EXTRAIT FOURNI

Intervention de Christian Leyrit

Mission d'information Démocratie représentative, participative et paritaire — Réunion du 22 février 2017 à 15h00
Audition de M. Christian Leyrit président de la commission nationale du débat public cndp

Christian Leyrit, président de la Commission nationale du débat public :

Merci pour votre invitation, c'est un très grand honneur.

Comme vous l'avez rappelé, la CNDP est issue de la « loi Barnier » du 2 février 1995. En signant la convention d'Aarhus en 1998 avec une trentaine d'États, la France était tenue de respecter les engagements prévus et notamment de faire en sorte que « la participation du public commence au début de la procédure, c'est-à-dire lorsque toutes les options sont encore possibles ». C'est à ce stade, bien en amont de l'enquête publique, qu'intervient la CNDP. La loi du 27 février 2002 relative à la démocratie de proximité a ensuite qualifié la CNDP d'autorité administrative indépendante (AAI). La directive européenne du 28 janvier 2003, puis la charte de l'environnement de 2004, qui a acquis une valeur constitutionnelle en 2005, ont conforté le principe de participation du public ; enfin, la « loi Grenelle » du 12 juillet 2010 a étendu les missions de la CNDP. Ce sont donc trois lois successives, prises avec des majorités différentes, qui ont créé et conforté la CNDP. Plus récemment, les ordonnances d'avril et août 2016 ont considérablement développé les missions de la CNDP.

Un sondage datant de 2014 démontre la forte attente des Français envers la participation : plus de 90 % souhaitent être consultés directement avant toute décision publique. C'est le point qui arrive très nettement en tête parmi six propositions pour améliorer le fonctionnement de la démocratie.

Cette demande de participation est d'autant plus forte que le modèle politique apparaît en crise. Les trois-quarts de nos compatriotes pensent que la décision est déjà prise lorsqu'un débat public est lancé. Les Français attendent aussi des garanties de neutralité : 89 % souhaitent que les débats publics soient organisés par une autorité indépendante du Gouvernement. Ainsi, y compris pour les collectivités territoriales, la structure qui organise les débats ne doit pas être partie prenante des décisions. S'agissant des experts, 64 % des citoyens pensent qu'ils sont liés aux pouvoirs politiques, 69 % qu'ils sont liés aux lobbies. Selon le baromètre de la confiance politique du CEVIPOF, 70 % des Français considèrent que la démocratie ne fonctionne pas très bien ou pas bien du tout, soit une augmentation de 22 points par rapport à 2009.

DONNÉES ENREGISTRÉES
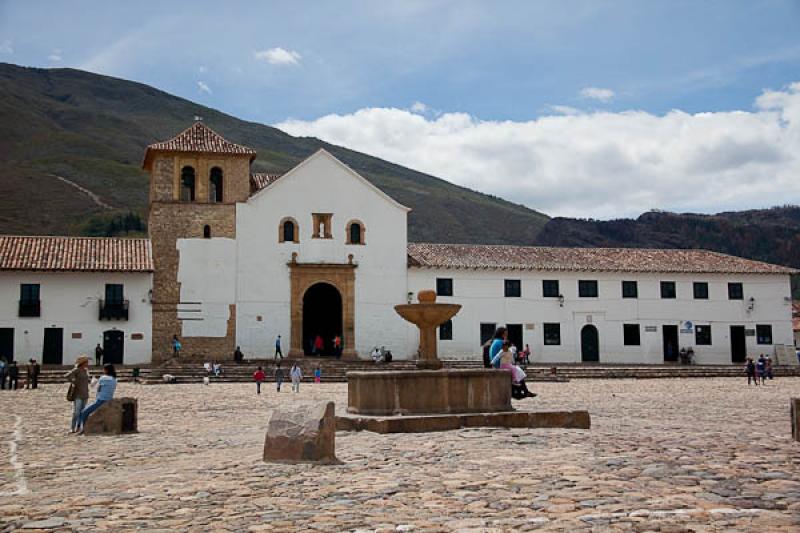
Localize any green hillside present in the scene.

LISTE DES TÂCHES
1. D'après l'audition de Christian Leyrit, quelle loi a qualifié la CNDP d'autorité administrative indépendante ?
2. Traduisez en anglais la phrase suivante de l'audition de Christian Leyrit : « Les trois-quarts de nos compatriotes pensent que la décision est déjà prise lorsqu'un débat public est lancé. »
3. Rédigez la suite de l'audition de Christian Leyrit à partir de la dernière phrase donnée.
Les données sont sans lien avec l'audition de Christian Leyrit.

RÉPONSES AUX TÂCHES
1. La loi du 27 février 2002 relative à la démocratie de proximité.

2. Three quarters of our fellow citizens believe that the decision has already been made when a public debate is launched.

3.
Il y a donc aujourd'hui un problème majeur de confiance et de légitimité des décisions publiques.

Les situations très conflictuelles enregistrées sur de nombreux projets d'aménagement et d'équipement - qui ne sont toutefois pas générales -, amènent aujourd'hui à s'interroger sur nos processus d'élaboration des projets, de consultation des citoyens et de décision.

D'un côté, certains affirment la légitimité de l'État de droit : dès lors que toutes les procédures en vigueur, y compris l'enquête publique, ont été menées, le projet doit être réalisé sans délai. De l'autre, des opposants expriment leur frustration, leur colère de ne pas être entendus par les porteurs de projet. Ces opposants considèrent que des décisions fondées en droit mais prises sans un fondement démocratique suffisant ne sont pas légitimes et doivent être combattues au nom de préoccupations de plus long terme (préservation de l'eau et de la biodiversité, changement climatique...).

Ces deux points de vue antagonistes sont renforcés par la longueur du processus de décision : dix ans, vingt ans s'écoulent entre la conception du projet et sa réalisation. Il arrive donc fréquemment que les besoins évoluent fortement pendant cette période, ce qui peut conduire, in fine, à des réalisations surdimensionnées ou inadaptées.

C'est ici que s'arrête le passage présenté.